What you will do: For the word "target", return each line of the data in which it occurs.
** Opening Study material block **
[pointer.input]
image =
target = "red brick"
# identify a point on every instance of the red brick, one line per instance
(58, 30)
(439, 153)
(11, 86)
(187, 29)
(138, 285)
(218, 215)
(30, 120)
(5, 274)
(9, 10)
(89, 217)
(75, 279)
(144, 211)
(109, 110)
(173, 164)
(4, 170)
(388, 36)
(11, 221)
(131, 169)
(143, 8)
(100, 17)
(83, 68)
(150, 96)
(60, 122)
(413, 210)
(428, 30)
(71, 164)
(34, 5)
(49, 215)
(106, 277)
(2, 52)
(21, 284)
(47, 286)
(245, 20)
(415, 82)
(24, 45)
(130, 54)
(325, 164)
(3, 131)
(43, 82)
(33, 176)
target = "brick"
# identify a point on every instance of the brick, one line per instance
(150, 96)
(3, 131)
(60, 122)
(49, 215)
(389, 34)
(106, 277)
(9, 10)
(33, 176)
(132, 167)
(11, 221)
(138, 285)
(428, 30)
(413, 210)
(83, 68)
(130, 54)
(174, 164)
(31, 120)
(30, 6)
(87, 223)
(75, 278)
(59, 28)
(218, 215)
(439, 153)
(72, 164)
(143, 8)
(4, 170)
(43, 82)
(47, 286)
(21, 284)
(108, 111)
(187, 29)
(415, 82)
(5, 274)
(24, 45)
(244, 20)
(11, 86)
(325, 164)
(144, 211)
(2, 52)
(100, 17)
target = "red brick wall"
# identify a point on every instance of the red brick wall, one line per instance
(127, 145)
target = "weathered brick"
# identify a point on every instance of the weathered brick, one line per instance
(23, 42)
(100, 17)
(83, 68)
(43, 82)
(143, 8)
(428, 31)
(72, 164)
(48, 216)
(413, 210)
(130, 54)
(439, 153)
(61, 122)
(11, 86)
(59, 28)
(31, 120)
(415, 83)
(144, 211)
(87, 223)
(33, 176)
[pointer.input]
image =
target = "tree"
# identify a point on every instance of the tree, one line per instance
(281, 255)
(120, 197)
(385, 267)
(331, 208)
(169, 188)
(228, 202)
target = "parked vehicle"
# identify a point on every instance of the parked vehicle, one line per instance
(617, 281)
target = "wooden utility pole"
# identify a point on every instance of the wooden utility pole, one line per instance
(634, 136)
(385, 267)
** Closing Study material block **
Answer to this task:
target = "red brick"
target = "brick"
target = "red brick wall"
target = "weathered brick"
target = "tree"
target = "parked vehicle"
target = "wooden utility pole"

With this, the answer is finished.